WHAT IS NEEDED: Gather every line in the rows below that contains the string "shirt", and copy each one unchanged.

[Point annotations for photos]
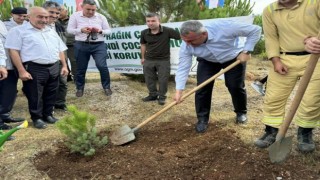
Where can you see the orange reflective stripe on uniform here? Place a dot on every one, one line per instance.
(272, 121)
(307, 124)
(271, 7)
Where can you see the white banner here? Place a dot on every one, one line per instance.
(123, 47)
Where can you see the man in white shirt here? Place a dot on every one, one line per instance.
(8, 86)
(36, 51)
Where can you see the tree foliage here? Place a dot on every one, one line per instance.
(127, 12)
(81, 132)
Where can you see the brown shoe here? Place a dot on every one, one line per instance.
(79, 93)
(108, 92)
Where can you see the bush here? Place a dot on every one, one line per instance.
(81, 132)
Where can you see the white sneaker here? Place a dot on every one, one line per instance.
(258, 86)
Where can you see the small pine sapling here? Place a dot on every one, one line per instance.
(79, 127)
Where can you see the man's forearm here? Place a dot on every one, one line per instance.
(63, 59)
(16, 60)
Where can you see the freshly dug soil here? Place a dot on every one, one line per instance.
(173, 150)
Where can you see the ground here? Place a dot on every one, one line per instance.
(166, 148)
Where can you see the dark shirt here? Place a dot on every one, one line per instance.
(158, 45)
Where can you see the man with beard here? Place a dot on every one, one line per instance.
(36, 51)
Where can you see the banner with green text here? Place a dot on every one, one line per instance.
(123, 47)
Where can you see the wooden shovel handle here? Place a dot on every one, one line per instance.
(187, 94)
(299, 94)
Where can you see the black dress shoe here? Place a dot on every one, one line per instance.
(79, 93)
(39, 124)
(61, 107)
(149, 98)
(50, 119)
(108, 92)
(241, 118)
(5, 127)
(13, 120)
(201, 126)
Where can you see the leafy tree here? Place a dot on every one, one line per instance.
(126, 12)
(81, 132)
(39, 2)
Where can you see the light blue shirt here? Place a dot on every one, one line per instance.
(39, 46)
(3, 56)
(221, 46)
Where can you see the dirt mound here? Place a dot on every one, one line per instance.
(173, 150)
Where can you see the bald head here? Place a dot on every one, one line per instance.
(38, 17)
(63, 13)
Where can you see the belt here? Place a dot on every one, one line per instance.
(43, 65)
(91, 42)
(302, 53)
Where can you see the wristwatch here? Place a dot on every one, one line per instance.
(246, 52)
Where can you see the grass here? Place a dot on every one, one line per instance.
(125, 107)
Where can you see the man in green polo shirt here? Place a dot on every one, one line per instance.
(155, 57)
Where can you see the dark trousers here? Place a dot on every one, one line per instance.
(72, 59)
(42, 89)
(62, 89)
(8, 94)
(157, 71)
(234, 81)
(82, 52)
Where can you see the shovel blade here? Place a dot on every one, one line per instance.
(280, 150)
(122, 135)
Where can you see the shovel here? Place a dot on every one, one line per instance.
(125, 134)
(281, 148)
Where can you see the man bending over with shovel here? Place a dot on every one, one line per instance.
(216, 47)
(289, 26)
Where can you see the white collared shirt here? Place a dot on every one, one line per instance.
(3, 56)
(39, 46)
(77, 21)
(3, 35)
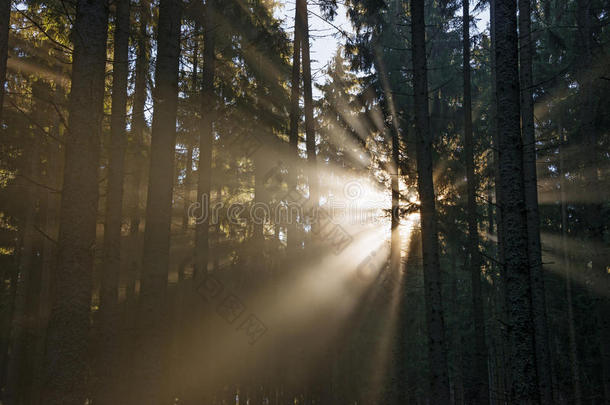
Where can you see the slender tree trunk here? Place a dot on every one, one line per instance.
(437, 354)
(524, 388)
(17, 379)
(501, 288)
(151, 337)
(295, 91)
(136, 163)
(68, 331)
(573, 347)
(480, 383)
(109, 316)
(188, 177)
(586, 17)
(543, 359)
(395, 189)
(204, 167)
(137, 147)
(310, 133)
(5, 18)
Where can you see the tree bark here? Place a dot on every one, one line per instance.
(151, 337)
(295, 92)
(524, 388)
(437, 355)
(5, 19)
(188, 177)
(543, 359)
(586, 16)
(68, 331)
(109, 316)
(204, 169)
(22, 328)
(480, 384)
(310, 132)
(573, 348)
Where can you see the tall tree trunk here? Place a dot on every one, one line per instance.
(68, 331)
(572, 344)
(206, 136)
(437, 355)
(480, 374)
(109, 316)
(543, 359)
(151, 336)
(586, 17)
(395, 189)
(501, 288)
(29, 275)
(5, 13)
(188, 177)
(310, 133)
(136, 162)
(524, 388)
(295, 91)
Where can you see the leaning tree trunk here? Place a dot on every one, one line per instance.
(204, 167)
(188, 177)
(151, 337)
(572, 345)
(543, 359)
(594, 219)
(310, 134)
(480, 374)
(295, 92)
(524, 388)
(136, 163)
(109, 316)
(437, 355)
(5, 12)
(68, 330)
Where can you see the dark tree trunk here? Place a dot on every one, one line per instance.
(572, 344)
(586, 17)
(295, 92)
(310, 133)
(109, 317)
(5, 13)
(543, 360)
(480, 375)
(151, 336)
(136, 163)
(437, 355)
(188, 177)
(18, 378)
(68, 331)
(524, 388)
(204, 167)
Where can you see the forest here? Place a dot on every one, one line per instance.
(293, 202)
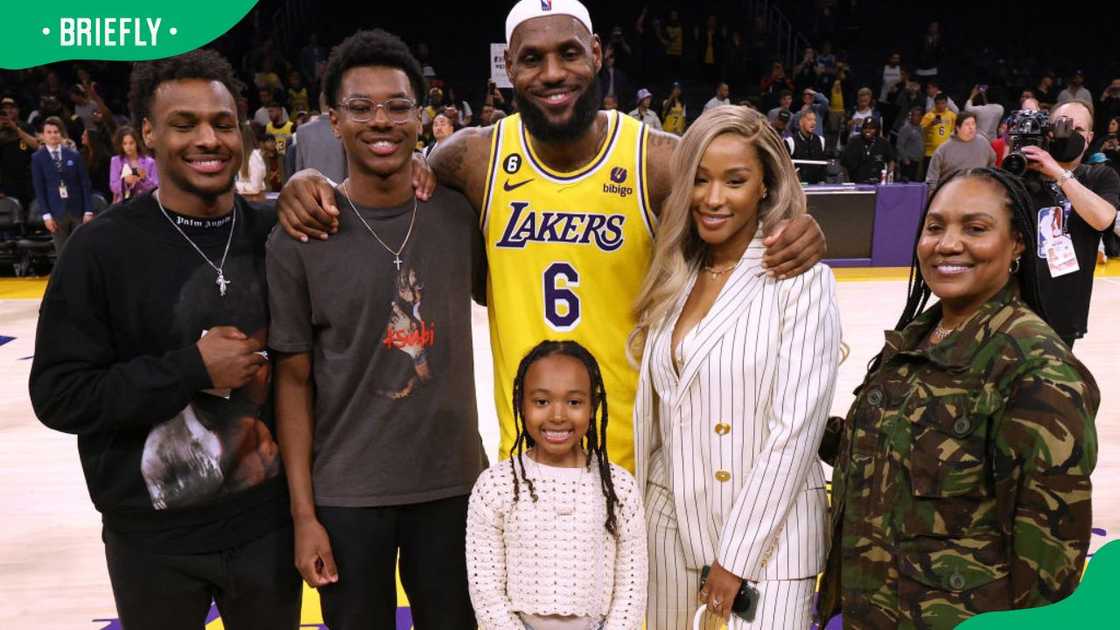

WRITTEN ANSWER:
Where can you see the man in white shirt here? Place a dot on every one, one line per instance.
Where can you see the dark shirt here? Place a dot on every one, one line per instance.
Where can you see the light blue shirt here? Place a dot on every one, one line per instance.
Where can you see the man in green polo shirt here? Place a dot on every one, one line per instance.
Where can you see the white collared shirt here? Place a dot on every one, one line per instance.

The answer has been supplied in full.